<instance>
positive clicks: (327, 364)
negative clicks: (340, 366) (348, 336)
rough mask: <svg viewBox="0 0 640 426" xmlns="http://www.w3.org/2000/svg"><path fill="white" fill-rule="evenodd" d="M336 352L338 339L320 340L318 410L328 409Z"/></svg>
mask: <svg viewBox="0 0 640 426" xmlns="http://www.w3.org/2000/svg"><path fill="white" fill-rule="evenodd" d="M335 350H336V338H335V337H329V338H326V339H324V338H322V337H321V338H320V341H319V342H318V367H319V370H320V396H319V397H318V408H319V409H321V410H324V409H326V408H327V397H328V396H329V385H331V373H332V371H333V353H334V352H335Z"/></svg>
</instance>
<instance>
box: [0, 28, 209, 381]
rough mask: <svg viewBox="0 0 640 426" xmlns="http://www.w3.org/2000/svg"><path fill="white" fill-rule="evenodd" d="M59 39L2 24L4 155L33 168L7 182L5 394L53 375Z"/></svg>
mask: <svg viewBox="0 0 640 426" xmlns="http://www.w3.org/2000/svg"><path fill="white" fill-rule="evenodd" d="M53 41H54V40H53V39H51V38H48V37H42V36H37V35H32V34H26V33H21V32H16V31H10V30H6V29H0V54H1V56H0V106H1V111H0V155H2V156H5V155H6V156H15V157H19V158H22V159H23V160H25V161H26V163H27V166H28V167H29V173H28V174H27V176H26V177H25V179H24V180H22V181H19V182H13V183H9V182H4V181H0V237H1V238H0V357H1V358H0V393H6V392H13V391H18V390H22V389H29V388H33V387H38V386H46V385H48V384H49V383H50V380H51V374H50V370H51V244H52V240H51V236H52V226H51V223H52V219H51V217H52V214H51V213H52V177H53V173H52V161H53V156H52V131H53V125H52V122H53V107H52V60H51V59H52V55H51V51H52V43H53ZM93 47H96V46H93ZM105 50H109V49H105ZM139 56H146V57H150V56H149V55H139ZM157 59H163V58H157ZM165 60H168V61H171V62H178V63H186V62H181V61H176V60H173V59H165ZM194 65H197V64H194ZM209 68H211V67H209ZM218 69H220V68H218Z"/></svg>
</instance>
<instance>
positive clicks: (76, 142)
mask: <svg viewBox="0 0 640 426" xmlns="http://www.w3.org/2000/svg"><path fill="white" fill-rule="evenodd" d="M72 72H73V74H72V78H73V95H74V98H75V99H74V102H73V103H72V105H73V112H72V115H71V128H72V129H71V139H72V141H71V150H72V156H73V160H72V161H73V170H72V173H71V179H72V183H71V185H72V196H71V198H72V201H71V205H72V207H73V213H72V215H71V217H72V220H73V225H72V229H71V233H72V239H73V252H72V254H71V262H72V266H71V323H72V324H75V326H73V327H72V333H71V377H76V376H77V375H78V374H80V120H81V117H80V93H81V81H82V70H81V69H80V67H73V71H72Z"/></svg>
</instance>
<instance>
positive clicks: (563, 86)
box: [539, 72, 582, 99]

-------

**TASK TO CARRY OUT:**
Please show each line of the data above that contains the word "clicks", counting a match only when the case is the same.

**ANSWER FOR THIS EXERCISE:**
positive clicks: (327, 364)
negative clicks: (340, 366) (348, 336)
positive clicks: (76, 142)
positive clicks: (563, 86)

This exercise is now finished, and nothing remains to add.